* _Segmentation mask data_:
((

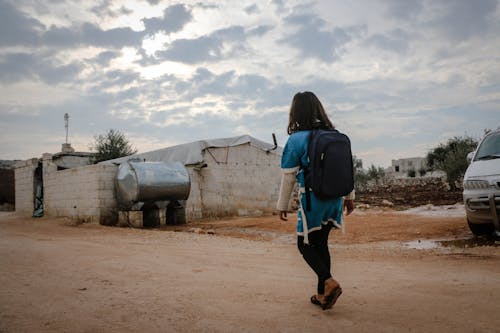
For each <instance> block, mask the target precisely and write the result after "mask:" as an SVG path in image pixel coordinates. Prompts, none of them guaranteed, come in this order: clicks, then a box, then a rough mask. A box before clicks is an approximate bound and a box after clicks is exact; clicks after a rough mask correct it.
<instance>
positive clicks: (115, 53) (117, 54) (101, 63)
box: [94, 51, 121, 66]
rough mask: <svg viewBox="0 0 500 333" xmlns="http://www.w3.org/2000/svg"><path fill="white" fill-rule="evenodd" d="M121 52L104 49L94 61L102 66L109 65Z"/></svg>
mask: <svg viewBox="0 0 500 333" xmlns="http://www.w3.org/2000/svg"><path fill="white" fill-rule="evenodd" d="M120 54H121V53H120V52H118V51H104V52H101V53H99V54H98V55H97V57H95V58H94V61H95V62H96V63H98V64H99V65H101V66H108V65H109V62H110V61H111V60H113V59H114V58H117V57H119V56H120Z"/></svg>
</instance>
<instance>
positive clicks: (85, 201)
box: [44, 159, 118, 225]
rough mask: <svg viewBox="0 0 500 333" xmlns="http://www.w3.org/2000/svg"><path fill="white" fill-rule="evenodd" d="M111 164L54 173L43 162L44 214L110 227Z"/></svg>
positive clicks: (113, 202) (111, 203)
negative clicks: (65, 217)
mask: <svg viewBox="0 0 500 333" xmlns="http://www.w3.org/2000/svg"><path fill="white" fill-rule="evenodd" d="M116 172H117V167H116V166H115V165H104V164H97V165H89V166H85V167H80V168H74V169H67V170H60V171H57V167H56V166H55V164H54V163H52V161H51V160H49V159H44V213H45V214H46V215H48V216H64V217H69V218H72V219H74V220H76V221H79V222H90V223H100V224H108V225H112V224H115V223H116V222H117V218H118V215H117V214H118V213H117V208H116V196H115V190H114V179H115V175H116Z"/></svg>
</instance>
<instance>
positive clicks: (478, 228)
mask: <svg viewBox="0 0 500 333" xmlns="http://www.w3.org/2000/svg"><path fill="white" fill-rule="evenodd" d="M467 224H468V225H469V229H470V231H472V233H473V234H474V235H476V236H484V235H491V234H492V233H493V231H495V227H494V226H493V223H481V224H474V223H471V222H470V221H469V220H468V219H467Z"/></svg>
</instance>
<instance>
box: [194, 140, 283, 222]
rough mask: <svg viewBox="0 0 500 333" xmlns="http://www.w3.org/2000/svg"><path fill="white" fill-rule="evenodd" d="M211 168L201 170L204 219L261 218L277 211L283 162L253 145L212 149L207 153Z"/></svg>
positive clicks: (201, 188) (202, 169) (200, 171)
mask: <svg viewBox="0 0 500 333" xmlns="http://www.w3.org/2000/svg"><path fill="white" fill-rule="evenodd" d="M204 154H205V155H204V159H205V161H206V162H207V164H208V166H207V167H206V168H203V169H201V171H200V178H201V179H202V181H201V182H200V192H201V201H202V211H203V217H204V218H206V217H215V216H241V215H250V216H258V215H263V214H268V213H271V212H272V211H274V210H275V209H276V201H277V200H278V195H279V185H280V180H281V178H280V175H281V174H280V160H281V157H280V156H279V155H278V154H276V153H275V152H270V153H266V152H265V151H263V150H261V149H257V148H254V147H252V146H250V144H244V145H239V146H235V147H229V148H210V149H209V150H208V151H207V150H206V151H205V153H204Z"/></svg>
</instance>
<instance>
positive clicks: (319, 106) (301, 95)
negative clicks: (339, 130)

))
((

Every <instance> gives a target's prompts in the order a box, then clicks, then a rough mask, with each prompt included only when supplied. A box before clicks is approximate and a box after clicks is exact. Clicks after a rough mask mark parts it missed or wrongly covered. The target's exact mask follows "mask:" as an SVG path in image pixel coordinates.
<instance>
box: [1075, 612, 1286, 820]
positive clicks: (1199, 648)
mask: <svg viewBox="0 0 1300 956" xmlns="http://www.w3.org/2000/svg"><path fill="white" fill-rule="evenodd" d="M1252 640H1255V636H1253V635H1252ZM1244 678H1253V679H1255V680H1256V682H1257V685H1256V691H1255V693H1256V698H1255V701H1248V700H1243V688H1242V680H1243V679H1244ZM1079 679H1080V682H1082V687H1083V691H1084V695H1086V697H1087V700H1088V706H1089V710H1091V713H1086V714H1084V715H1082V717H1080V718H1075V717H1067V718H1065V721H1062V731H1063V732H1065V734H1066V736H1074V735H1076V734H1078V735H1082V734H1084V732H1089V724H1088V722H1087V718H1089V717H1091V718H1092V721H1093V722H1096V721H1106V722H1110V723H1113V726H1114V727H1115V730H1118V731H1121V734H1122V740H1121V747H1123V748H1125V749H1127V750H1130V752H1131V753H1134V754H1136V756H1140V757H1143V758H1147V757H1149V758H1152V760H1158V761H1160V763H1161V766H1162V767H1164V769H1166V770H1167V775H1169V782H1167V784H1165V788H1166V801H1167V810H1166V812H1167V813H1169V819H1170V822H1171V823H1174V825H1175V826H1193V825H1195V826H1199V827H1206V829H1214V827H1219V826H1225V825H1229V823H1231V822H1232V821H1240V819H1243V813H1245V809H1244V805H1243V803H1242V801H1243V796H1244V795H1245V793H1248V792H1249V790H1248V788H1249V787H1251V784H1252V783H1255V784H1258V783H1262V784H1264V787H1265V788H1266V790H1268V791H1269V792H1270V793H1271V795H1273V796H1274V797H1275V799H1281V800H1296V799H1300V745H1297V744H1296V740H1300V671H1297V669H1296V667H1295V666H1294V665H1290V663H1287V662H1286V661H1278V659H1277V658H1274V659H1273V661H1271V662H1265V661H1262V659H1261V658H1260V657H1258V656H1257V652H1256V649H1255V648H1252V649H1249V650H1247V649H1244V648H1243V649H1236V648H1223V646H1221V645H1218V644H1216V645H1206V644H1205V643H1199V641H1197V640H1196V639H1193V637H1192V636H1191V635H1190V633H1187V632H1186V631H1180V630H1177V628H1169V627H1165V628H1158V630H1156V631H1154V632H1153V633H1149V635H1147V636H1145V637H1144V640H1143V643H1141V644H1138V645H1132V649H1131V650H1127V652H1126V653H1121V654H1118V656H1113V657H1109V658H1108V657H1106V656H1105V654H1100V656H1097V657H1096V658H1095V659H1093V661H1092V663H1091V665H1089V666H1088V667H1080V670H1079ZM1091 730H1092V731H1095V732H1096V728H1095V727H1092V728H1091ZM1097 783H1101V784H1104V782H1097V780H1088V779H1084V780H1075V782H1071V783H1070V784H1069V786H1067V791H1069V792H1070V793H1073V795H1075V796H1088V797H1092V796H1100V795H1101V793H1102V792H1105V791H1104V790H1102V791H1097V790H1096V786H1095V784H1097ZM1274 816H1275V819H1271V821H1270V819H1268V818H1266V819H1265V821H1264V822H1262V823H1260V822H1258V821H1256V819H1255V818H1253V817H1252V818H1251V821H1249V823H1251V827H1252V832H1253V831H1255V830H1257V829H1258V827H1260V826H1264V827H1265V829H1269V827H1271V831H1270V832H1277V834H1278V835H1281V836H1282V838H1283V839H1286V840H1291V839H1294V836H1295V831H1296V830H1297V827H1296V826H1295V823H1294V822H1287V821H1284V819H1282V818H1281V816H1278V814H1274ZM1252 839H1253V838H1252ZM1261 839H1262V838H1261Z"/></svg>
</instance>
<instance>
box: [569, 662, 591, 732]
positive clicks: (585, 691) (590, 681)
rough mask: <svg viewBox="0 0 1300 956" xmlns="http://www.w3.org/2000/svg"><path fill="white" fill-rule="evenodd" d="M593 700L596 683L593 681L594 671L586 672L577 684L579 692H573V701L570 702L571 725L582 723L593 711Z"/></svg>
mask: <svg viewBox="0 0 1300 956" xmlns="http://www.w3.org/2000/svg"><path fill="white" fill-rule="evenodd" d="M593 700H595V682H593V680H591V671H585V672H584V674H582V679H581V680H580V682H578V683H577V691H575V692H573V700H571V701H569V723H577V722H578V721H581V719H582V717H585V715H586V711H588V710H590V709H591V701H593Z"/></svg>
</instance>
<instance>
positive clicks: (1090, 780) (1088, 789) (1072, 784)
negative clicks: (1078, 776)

))

* _Task directions_: Every line that holds the string "then" must be copied from the records above.

* _Exercise answer_:
For each <instance> block, mask the target precisely and write the result after "mask:" as an SVG path in image pixel coordinates. Prompts, none of them guaranteed, come in this order: clicks, then a box, then a rough mask. A box before clicks is an approximate bound and a box after clicks is exact; clicks after a rough mask correct it.
Every <instance> gives a target's prompts in the order a box, then clicks, then a rough mask, with each prompt included only when supplied. A box before clicks is approximate and a box after clicks is exact. Clicks after a rough mask mark parts it missed or wrongly covered. The target's exact mask follows "mask:" as an SVG path in image pixel coordinates.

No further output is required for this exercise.